• WORK INSTRUCTION:
Give again the line that contains "grass shown in this photograph." and every line after it to the end of the records. Keep them exactly as they are and add nothing.
DATASET EXTRACT below:
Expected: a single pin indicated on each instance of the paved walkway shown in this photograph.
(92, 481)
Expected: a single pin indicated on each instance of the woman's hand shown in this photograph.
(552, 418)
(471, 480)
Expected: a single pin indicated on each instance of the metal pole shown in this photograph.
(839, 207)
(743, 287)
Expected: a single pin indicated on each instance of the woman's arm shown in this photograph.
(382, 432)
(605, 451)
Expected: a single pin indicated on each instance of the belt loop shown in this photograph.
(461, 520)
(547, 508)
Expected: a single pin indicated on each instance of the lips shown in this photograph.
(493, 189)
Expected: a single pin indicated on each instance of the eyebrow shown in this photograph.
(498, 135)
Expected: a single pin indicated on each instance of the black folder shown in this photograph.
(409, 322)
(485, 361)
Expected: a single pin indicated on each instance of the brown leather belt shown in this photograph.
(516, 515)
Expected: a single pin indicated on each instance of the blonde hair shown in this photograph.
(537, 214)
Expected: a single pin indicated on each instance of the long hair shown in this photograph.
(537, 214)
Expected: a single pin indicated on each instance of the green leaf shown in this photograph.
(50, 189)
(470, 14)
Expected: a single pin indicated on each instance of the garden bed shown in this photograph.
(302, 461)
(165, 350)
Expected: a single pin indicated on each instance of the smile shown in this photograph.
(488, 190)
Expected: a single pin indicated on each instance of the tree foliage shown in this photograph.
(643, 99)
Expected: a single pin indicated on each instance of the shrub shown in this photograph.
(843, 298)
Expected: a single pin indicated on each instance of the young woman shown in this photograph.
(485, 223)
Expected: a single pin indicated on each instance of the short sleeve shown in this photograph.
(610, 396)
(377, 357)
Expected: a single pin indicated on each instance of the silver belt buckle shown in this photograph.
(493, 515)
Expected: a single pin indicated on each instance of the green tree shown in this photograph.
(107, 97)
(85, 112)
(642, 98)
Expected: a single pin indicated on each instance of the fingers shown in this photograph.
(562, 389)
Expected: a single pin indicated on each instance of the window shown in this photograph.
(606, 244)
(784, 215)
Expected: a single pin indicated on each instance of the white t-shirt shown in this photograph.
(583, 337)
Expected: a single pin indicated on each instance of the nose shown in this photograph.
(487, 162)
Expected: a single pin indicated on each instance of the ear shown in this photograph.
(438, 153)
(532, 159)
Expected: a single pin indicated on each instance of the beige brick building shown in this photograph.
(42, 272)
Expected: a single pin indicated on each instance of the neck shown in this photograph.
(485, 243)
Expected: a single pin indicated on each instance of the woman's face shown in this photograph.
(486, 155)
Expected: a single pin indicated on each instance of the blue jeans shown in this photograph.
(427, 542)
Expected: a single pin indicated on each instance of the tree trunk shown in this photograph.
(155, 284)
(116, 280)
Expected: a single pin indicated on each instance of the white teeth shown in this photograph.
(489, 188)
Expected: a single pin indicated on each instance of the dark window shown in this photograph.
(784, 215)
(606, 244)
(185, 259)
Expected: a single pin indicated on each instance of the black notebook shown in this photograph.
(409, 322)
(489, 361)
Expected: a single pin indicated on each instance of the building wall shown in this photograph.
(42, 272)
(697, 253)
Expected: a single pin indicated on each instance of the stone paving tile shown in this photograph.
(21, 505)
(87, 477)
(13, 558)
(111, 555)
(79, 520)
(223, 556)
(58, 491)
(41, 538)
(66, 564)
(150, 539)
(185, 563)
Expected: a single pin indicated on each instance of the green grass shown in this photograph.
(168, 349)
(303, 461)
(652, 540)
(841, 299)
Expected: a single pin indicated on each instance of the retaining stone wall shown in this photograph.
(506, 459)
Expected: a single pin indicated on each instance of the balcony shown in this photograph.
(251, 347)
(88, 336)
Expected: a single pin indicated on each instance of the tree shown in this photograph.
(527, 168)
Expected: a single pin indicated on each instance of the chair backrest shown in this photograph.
End of DATASET EXTRACT.
• PROBLEM SOLUTION:
Expected: a single pin indicated on each instance of the green grass shown in this photograph.
(168, 349)
(303, 461)
(652, 540)
(841, 299)
Expected: a single pin indicated on each instance of the retaining stone wall shown in this photograph.
(506, 459)
Expected: a single pin indicated on each instance of the balcony shown in this photograph.
(251, 347)
(88, 336)
Expected: a single pin indicated on each instance of the tree shown in this photograph.
(527, 168)
Expected: a single pin indicated on each instance of the chair backrest shown in this photograph.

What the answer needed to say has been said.